Remembering the Early Church


Lately, I have been hearing a lot about how the primitive Church was not Roman Catholic. I don’t know why it is, but this information keeps bursting upon me in the most unlikely settings — a lunch party near the sand dunes, cocktails on the upper east side — where a kindly soul informs me between sips of Dubonnet that the Catholic Church really began as an episcopal conspiracy centuries after Christ.

My interlocutor has usually been reading a book by Garry Wills or Elaine Pagels, who view the events of sacred history as power plays by vested interests. If my weekend controversialist hasn’t been reading a heterodox best-seller, he or she has been taking one of those smartly put-together adult Bible classes in Manhattan, which let it be known that the Real Presence and the Sacrifice of the Mass, the papacy, and the episcopate are late Roman inventions.
──────────────────────────────
Tasks to complete:
1) In the essay on remembering the early Church, which two authors has the narrator's interlocutor usually been reading?
2) Continue the essay on remembering the early Church from the point where it stops.
──────────────────────────────
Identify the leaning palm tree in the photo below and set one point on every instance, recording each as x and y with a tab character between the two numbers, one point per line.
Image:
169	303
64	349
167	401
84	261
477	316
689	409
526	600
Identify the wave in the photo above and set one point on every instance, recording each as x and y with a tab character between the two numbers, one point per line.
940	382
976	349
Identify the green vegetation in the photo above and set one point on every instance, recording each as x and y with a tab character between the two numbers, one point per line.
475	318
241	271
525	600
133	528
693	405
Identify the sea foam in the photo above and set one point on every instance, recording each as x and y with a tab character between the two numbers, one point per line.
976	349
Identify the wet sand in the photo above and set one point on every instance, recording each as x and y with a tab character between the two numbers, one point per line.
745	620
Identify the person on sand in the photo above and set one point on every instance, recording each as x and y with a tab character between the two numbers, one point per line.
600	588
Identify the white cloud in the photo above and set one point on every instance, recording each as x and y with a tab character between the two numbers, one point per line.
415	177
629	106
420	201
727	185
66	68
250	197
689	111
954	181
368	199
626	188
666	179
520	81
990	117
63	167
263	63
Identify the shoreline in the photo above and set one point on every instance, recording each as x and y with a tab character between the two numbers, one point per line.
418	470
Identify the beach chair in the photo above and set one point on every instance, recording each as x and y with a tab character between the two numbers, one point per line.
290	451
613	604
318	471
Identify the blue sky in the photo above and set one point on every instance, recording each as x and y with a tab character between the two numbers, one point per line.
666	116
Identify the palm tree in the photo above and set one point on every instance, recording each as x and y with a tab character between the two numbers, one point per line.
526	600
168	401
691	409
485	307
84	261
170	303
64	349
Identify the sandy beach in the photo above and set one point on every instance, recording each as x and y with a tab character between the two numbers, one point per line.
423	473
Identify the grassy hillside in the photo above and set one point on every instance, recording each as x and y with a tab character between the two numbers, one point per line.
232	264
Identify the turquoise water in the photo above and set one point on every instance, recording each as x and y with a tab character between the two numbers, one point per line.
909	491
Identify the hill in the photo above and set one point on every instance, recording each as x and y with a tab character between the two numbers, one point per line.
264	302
──────────────────────────────
Expected answers:
1) Garry Wills or Elaine Pagels.

2)
How, over a glass of chardonnay, does one respond? How does one lightly utter the names of Ignatius of Antioch, Clement of Rome, and the Didache? Or mention Irenaeus, Chrysostom, Augustine, and other early witnesses to the fact that the Church in the first centuries was Roman Catholic?

Before there ever was a canon of the New Testament, there was a Church. And its paper trail is Catholic. In his two antipapal books, Garry Wills is dismissive of these early non-biblical documents, but they are well worth knowing about.

In 95 A.D., a three-man embassy with a letter from the fourth bishop of Rome arrived at Corinth, where there were dissensions in the local church. In that letter, Pope St. Clement speaks with authority, giving instructions with a tone of voice that expects to be obeyed. The interesting point is that the apostle John was still living in Ephesus, which is closer than Rome to Corinth. But it was the bishop of Rome (at the time, a smaller diocese) who dealt with the problem.

Then there are the seven letters of St. Ignatius, who was martyred in Rome in 106. Ignatius was the third bishop of Antioch (Peter had been the first) and a disciple of the apostle John. Because these letters, written en route to Rome, are so Catholic, their authenticity was long contested by Protestant scholars, but now they are almost universally accepted as genuine.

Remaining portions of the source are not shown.